_TASK STATEMENT_
In the piece on Australia's mortgage broking industry, what did the big banks hand over to third parties?

_SUPPLIED TEXT_

There are at least two great mysteries concerning Australia’s basically unregulated mortgage broking industry:

1. How it has managed to get away with negligible supervision when mortgage brokers deal with by far the biggest financial transaction in most consumers’ lives; and

2. Whatever possessed Australia’s big banks to hand over their most valuable assets – their customers – to third parties.

The latter mystery is easier to explain – the banks were going through a particularly mindless period of cost cutting, branch closing and power centralising, so thought they could save a few bucks by letting brokers do their mortgage flogging for them. Now that banks realise the customer relationship is actually important to business, the brokers are too powerful to be brought under control.

But the banks are beginning to learn another painful lesson. When you outsource to operators in an unregulated business, you will end up dealing with a percentage of shonks who will end up embarrassing you anyway.

(Entries from a dataset)
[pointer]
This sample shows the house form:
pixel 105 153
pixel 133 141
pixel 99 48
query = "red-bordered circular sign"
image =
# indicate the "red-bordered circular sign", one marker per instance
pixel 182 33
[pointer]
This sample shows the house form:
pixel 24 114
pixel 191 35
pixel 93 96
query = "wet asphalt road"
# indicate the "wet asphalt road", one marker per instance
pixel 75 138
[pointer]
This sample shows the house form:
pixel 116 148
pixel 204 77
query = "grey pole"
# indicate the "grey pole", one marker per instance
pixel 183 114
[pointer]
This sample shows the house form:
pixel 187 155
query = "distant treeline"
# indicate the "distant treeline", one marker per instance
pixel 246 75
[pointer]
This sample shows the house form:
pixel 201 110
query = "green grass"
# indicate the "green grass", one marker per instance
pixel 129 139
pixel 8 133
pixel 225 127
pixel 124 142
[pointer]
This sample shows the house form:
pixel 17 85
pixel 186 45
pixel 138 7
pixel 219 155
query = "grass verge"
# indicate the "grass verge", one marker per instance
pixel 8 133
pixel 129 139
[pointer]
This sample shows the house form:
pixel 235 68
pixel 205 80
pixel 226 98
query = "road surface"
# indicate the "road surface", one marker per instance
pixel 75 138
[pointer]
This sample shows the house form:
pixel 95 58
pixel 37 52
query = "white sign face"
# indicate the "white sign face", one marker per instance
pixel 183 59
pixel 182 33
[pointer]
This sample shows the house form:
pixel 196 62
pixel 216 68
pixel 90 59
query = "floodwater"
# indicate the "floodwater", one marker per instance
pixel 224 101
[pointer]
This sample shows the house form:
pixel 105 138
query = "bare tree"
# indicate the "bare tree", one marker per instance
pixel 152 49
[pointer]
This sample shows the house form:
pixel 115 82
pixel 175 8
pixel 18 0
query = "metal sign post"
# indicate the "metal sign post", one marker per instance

_PROBLEM SOLUTION_
Their customers, which the piece calls the banks' most valuable assets.